> Exercise task 1
In the records, copy every line from the one containing "of the bush" through the one containing "point(324, 285)", both included.

-- start Passage provided --

Yes. There's a lot there to look at. Thanks

If you go back to the wiki article and go down to "Kalman gain derivation" you'll see the equation I wrote. This is how the author suggests minimizing the trace of $$P_{k|k}$$ (posterior estimate covariance matrix).

http://en.wikipedia.org/wiki/Kalman_filter

And yes, the Kalman Filter is a MMSE estimator.

Last edited: Apr 20, 2010
12. Apr 20, 2010

### kasraa

So you're confused about conditional/unconditional MSE too (just like me), right? :D

13. Apr 20, 2010

### SW VandeCarr

I didn't think so, but maybe I am. Using your notation P(Z) is an unconditional probability, p(Z|x) is the likelihood function. The joint probability is p(Z|x)p(x) and the conditional probability is p(x|Z) which we obtain from p(x|Z)=p(Z|x)p(x)/p(Z). What's wrong with this?

EDIT:If your reading this in your mail, go to the forum. The post has been edited. The calculation in the Wiki link is specific to the Kalman Filter.

Last edited: Apr 20, 2010
14. Apr 20, 2010

### kasraa

In my notation, $$X$$ is the RV which we're trying to estimate, so the prior (unconditional pdf, which in case of the Kalman filter, is our estimate at the previous step) is $$p(x)$$.

-- end Passage provided --
-- start Records for the exercise --

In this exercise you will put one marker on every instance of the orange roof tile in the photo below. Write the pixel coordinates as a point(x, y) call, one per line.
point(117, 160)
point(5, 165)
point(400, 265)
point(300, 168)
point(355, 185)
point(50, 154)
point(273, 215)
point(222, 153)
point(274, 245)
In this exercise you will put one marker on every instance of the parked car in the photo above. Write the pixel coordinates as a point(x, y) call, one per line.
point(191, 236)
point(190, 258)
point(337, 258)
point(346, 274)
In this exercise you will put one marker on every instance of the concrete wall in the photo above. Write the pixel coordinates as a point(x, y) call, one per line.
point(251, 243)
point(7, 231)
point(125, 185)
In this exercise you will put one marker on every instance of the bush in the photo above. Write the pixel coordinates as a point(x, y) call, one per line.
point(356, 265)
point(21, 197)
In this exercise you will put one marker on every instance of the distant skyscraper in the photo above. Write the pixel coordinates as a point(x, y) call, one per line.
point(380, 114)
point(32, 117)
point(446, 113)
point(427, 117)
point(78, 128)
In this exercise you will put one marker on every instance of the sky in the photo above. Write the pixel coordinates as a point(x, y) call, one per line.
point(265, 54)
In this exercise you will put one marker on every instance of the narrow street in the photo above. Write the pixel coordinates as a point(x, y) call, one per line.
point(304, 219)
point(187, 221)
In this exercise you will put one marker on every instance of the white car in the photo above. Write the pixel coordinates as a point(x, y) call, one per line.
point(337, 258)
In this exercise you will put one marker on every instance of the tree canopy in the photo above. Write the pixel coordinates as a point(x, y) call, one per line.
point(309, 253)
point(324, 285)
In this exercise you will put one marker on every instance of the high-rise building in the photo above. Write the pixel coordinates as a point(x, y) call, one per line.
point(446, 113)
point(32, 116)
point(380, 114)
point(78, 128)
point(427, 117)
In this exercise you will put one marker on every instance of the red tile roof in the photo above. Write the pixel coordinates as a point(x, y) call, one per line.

-- end Records for the exercise --

> Exercise task 2
Continue the forum thread on the Kalman filter from its last sentence.

> Reply 1
In this exercise you will put one marker on every instance of the bush in the photo above. Write the pixel coordinates as a point(x, y) call, one per line.
point(356, 265)
point(21, 197)
In this exercise you will put one marker on every instance of the distant skyscraper in the photo above. Write the pixel coordinates as a point(x, y) call, one per line.
point(380, 114)
point(32, 117)
point(446, 113)
point(427, 117)
point(78, 128)
In this exercise you will put one marker on every instance of the sky in the photo above. Write the pixel coordinates as a point(x, y) call, one per line.
point(265, 54)
In this exercise you will put one marker on every instance of the narrow street in the photo above. Write the pixel coordinates as a point(x, y) call, one per line.
point(304, 219)
point(187, 221)
In this exercise you will put one marker on every instance of the white car in the photo above. Write the pixel coordinates as a point(x, y) call, one per line.
point(337, 258)
In this exercise you will put one marker on every instance of the tree canopy in the photo above. Write the pixel coordinates as a point(x, y) call, one per line.
point(309, 253)
point(324, 285)

> Reply 2
Actually nothing is wrong with it (using Bayes in order to reach to the posterior). I believe I explained my confusions clear, especially in post #5.

What do you think about my statement at the end of that post? Is it true?

Thanks a lot.

BTW, anyone else has any ideas about our discussion?

15. Apr 20, 2010

### SW VandeCarr

As I said, I don't know what the double conditional on Z means. I can only guess that it might mean something like $$P_{k|k}$$ which indicates the successor state to $$P_{k|k-1}$$. If so, you need to introduce a system of subsripts.

Also, I don't see any problem to getting the MSE from any sample vector. It's the MMSE that can be a challenge.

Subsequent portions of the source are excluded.